**Task directions**
Transcribe the material below line for line, keeping every character as it appears.

Object pointing dataset rows:
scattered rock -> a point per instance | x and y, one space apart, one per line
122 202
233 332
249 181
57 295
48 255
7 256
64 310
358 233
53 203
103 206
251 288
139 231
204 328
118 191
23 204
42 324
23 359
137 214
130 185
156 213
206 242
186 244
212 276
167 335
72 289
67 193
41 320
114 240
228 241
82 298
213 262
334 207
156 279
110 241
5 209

**Exercise response**
scattered rock -> a point per instance | x and y, one space apart, one per line
122 202
233 332
249 181
57 295
48 255
7 256
64 310
358 233
53 203
103 206
251 288
139 231
204 328
118 191
23 204
42 324
23 359
137 214
130 185
156 213
206 242
186 244
212 276
167 335
72 289
67 193
41 320
114 240
228 241
82 298
213 262
334 207
156 279
110 241
5 209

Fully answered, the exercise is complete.